__Written request__.
Which lines in the data below contain the word "region"? Pick out each of them and copy it in full.

(Part of a data file)

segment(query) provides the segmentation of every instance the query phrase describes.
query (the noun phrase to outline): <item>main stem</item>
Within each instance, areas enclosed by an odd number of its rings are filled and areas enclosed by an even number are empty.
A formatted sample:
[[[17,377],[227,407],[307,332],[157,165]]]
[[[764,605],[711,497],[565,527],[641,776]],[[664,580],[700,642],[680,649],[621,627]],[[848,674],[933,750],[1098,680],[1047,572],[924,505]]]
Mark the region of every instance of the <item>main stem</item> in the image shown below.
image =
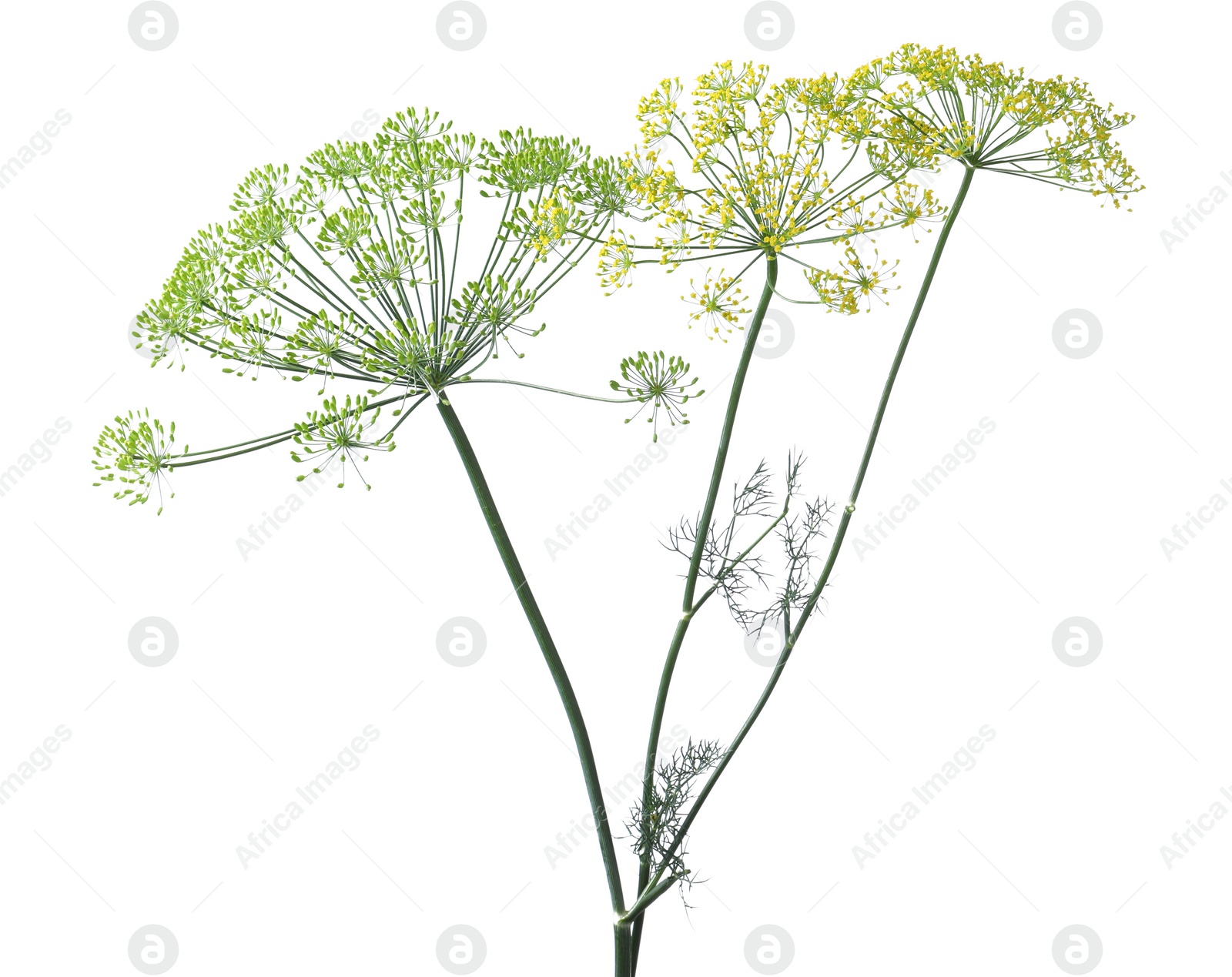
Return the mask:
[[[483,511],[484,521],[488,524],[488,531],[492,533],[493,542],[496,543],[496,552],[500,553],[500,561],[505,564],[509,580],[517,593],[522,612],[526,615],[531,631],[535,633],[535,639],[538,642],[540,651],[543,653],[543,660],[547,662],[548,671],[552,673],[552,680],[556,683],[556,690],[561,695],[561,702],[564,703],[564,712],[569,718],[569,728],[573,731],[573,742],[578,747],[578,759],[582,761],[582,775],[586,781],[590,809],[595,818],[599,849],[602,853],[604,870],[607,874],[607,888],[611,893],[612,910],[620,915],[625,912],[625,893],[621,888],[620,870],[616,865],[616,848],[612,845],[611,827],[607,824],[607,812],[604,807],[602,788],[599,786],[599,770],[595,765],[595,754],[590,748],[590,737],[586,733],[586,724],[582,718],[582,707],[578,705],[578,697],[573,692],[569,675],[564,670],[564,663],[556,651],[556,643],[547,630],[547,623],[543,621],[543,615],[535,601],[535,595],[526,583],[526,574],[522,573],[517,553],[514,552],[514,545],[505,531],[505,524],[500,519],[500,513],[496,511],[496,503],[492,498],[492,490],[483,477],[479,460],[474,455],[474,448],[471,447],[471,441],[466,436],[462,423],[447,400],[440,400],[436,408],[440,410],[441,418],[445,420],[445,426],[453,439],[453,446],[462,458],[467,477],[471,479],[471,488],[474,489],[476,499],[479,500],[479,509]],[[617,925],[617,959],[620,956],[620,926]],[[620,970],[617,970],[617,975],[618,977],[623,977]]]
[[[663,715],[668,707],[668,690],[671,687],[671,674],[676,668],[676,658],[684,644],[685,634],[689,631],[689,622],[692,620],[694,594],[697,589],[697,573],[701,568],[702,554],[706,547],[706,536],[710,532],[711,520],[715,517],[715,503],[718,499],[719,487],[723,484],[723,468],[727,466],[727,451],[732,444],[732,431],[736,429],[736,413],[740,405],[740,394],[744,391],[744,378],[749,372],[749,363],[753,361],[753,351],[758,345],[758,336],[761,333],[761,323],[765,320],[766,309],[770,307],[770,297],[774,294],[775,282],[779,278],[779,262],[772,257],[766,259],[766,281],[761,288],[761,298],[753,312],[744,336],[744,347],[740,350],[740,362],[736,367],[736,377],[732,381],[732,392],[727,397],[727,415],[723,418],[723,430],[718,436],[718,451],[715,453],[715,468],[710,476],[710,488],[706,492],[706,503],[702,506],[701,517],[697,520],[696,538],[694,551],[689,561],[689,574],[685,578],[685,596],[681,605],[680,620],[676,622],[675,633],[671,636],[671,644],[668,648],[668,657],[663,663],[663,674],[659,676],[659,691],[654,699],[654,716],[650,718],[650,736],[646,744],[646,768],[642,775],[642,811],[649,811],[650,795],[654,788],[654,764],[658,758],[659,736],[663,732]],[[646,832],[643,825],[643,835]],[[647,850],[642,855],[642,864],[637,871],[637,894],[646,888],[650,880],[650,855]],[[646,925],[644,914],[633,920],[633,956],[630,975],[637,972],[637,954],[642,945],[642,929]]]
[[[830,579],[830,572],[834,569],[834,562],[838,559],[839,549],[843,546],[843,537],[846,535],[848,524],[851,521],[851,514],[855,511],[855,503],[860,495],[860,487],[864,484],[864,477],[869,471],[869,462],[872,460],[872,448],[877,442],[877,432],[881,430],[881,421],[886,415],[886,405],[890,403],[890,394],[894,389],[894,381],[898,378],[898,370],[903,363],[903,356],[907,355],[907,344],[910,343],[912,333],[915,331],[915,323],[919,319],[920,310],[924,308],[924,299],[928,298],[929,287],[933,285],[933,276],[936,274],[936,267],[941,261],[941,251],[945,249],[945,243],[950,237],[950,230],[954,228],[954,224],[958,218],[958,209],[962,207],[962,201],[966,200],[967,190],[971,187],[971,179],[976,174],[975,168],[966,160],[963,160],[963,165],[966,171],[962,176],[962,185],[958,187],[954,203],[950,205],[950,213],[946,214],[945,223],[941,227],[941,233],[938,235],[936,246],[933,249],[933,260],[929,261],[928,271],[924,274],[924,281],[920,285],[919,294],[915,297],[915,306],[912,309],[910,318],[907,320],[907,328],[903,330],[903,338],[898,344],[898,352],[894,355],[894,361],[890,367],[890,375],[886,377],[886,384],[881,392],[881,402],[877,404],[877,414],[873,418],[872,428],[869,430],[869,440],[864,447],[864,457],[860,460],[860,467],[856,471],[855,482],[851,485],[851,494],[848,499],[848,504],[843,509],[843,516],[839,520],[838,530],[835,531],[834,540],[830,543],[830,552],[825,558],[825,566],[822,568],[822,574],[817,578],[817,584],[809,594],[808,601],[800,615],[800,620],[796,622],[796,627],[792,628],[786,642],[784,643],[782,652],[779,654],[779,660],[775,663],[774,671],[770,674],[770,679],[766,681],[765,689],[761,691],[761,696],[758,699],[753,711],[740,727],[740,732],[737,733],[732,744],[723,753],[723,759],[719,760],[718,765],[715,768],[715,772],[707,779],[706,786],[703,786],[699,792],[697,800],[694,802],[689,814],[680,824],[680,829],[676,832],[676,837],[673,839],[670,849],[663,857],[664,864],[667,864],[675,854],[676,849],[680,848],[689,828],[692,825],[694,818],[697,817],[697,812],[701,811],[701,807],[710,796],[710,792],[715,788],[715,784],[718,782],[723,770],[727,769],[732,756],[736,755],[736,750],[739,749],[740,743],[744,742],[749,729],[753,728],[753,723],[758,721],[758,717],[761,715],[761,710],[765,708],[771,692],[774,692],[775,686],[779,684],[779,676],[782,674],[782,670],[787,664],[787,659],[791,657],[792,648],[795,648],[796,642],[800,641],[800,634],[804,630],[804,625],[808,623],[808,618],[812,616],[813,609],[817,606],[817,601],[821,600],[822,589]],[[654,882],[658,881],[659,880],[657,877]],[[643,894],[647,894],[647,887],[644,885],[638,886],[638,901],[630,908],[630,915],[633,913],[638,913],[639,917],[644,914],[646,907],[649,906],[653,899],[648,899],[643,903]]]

---

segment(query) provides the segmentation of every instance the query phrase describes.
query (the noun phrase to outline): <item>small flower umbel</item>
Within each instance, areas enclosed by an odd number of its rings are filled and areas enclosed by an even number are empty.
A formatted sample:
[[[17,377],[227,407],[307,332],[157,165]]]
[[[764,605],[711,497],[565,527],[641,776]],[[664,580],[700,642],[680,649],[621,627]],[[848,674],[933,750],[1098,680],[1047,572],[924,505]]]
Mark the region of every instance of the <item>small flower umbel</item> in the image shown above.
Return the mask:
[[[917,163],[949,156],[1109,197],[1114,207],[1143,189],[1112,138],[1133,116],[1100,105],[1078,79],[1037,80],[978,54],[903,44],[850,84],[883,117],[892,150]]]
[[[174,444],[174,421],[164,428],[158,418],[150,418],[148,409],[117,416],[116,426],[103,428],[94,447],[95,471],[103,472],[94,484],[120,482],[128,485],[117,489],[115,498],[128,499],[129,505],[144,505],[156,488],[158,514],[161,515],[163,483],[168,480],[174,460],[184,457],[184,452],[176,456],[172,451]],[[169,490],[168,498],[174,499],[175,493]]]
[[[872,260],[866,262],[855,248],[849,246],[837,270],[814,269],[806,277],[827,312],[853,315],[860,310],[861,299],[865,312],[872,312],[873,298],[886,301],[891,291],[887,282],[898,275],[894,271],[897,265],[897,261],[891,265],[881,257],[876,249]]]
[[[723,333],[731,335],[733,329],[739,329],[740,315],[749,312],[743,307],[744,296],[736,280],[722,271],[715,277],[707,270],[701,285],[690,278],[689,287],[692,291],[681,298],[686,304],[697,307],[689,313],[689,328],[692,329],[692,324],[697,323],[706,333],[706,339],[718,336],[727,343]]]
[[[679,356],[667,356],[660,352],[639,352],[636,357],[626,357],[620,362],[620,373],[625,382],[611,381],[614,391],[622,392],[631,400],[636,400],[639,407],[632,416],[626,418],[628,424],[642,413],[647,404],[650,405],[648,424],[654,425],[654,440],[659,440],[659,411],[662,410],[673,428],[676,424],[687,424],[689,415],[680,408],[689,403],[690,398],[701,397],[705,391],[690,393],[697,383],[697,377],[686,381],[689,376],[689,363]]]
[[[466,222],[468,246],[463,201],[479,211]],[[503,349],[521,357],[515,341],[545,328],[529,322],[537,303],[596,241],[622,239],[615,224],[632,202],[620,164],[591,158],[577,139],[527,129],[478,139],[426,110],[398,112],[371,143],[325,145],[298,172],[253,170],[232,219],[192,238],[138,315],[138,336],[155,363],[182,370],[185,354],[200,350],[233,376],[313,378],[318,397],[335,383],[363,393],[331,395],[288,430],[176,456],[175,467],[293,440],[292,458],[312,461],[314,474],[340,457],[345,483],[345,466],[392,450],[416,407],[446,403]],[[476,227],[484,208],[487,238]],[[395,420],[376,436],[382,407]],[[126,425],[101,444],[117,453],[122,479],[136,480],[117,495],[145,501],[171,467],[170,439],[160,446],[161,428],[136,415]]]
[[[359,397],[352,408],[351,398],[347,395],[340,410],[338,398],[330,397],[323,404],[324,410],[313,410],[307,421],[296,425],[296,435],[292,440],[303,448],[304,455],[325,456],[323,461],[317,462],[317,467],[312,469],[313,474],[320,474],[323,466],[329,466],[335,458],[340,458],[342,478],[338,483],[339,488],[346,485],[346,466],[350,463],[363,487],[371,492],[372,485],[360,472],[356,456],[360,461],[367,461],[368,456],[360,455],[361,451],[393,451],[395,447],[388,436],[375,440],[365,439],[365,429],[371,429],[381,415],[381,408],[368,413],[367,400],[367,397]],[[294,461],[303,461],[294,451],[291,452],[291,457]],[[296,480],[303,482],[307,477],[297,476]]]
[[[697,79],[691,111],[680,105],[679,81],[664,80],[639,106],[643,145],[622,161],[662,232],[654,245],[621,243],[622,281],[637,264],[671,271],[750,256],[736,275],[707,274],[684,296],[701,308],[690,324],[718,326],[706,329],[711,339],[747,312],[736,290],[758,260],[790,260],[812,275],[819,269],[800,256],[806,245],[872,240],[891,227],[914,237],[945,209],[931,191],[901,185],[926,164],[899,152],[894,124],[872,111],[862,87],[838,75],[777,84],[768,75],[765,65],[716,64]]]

__Result for this exercise__.
Mark the region of every instance of the <item>main stem</item> in the image shown below.
Mark the region of every instance of the <item>small flower umbel</item> in the image shown above.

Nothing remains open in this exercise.